Task data.

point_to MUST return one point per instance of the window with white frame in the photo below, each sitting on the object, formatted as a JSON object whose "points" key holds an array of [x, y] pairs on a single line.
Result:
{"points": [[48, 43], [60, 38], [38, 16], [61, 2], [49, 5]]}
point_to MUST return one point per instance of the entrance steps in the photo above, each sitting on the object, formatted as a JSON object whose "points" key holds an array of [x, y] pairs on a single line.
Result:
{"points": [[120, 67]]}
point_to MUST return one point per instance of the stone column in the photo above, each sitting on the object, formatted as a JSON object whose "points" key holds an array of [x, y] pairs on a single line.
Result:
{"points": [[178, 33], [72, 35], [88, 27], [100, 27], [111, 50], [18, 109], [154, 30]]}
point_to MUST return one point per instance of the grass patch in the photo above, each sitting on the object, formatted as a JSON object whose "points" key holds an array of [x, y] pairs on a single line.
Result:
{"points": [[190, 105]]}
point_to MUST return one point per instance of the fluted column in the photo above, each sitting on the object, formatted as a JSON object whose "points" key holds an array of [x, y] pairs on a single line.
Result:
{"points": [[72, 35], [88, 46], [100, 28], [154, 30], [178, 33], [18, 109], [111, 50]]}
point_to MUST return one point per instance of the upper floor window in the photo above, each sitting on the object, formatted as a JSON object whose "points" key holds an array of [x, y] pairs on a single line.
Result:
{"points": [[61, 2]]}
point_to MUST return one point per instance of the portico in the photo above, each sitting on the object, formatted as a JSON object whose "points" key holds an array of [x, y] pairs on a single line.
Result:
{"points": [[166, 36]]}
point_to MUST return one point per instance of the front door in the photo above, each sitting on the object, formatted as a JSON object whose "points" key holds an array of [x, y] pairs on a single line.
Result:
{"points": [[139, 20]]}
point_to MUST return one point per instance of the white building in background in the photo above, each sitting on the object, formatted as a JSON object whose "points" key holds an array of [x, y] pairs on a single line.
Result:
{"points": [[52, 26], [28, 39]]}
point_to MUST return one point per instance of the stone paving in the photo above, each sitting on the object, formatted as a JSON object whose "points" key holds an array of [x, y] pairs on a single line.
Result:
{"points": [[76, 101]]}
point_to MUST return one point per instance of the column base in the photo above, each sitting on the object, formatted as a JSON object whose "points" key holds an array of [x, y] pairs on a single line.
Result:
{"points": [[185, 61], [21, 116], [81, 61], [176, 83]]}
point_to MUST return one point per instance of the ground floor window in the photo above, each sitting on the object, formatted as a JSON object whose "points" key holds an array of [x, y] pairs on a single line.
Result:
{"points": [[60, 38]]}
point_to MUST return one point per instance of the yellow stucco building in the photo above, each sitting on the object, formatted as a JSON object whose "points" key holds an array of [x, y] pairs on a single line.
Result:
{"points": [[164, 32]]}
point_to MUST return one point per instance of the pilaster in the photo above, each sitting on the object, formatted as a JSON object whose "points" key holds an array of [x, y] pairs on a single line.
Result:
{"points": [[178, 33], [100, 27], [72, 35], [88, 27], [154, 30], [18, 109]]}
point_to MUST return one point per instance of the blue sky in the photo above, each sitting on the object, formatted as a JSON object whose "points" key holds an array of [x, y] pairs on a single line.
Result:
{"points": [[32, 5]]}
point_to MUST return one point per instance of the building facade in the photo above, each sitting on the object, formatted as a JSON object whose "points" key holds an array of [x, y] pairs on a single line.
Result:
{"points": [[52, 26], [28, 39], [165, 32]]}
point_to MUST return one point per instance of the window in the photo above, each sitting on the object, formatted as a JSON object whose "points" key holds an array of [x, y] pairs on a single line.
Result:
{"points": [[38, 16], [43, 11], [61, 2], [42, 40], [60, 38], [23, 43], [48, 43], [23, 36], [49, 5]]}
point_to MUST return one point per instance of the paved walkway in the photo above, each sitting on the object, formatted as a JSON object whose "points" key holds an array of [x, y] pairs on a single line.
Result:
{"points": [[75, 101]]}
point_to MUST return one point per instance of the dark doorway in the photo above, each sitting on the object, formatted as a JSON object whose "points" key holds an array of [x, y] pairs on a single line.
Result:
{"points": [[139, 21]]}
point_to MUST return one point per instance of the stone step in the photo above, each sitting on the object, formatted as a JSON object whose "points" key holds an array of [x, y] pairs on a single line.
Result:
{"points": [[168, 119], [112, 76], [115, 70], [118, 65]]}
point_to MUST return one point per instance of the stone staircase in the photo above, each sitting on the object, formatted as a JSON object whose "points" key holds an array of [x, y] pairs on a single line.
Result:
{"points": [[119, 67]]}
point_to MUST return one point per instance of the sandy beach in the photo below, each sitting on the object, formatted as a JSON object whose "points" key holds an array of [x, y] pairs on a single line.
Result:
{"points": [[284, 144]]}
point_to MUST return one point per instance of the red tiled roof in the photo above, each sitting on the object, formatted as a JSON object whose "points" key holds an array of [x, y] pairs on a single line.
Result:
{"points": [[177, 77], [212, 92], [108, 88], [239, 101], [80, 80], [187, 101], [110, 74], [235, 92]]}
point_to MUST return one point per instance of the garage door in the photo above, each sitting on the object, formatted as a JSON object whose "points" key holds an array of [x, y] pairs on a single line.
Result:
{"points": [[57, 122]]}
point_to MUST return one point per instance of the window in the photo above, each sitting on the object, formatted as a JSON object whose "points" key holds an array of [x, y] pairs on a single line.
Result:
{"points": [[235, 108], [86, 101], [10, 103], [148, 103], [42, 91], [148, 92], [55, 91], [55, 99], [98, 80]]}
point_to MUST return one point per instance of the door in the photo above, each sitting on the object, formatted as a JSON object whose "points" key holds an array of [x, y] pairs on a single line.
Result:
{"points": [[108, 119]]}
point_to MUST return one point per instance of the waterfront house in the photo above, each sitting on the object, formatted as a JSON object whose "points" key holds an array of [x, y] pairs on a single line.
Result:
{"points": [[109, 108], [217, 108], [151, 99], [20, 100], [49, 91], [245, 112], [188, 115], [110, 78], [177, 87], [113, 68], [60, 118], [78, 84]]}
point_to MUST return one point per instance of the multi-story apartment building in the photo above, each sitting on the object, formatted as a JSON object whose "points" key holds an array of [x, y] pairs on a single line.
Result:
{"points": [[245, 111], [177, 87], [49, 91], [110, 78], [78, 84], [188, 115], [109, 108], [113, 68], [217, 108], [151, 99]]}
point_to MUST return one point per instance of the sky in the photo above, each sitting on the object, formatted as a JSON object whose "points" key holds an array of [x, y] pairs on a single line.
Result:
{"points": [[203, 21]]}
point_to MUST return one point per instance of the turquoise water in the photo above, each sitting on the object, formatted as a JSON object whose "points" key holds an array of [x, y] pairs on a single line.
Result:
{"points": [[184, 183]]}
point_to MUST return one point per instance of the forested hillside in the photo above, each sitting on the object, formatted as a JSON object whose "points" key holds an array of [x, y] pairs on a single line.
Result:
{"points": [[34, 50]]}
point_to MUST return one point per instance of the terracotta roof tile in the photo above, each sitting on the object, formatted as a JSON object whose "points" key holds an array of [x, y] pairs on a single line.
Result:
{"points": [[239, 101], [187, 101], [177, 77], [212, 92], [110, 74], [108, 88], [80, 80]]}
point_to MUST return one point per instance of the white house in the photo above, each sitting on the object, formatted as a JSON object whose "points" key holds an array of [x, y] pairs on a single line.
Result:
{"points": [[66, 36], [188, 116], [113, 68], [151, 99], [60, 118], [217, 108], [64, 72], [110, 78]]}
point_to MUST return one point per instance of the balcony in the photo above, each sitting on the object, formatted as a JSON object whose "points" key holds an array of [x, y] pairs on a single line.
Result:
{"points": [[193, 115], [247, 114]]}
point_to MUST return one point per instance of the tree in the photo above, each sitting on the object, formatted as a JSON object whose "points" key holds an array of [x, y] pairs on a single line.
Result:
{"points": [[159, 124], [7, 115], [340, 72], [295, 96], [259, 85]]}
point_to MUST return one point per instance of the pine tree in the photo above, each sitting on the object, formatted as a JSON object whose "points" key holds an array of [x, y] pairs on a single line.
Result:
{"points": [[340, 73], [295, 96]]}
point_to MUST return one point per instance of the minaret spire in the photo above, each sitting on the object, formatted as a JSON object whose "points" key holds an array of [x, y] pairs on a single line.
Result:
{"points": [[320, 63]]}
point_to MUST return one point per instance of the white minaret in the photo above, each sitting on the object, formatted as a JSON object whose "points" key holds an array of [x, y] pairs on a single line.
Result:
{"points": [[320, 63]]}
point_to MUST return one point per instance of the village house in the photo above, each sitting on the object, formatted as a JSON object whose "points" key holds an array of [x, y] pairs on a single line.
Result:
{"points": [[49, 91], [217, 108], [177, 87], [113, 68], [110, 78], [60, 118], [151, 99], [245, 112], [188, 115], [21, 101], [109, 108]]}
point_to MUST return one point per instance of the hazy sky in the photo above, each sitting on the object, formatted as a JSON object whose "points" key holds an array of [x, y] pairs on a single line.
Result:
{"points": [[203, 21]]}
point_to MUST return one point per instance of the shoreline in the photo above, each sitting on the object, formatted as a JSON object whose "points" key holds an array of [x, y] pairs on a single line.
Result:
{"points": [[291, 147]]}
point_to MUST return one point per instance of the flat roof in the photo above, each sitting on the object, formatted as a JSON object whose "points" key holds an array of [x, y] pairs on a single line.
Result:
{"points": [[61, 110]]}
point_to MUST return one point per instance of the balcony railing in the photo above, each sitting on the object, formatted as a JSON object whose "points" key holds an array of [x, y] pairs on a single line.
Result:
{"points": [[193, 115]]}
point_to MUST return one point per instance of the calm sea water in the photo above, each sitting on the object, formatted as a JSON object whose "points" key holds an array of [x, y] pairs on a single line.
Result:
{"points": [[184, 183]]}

The task.
The expected answer is a copy of each line above containing "minaret".

Final answer.
point_to MUST return one point per instance of the minaret spire in the photo above, each sitting on the object, formatted as a JSON object whose "points" key holds an array of [x, y] pairs on a single line.
point_to MUST return one point per instance of the white minaret in the photo above, each sitting on the object, formatted as a JSON object whose "points" key holds an array of [x, y] pairs on a single line.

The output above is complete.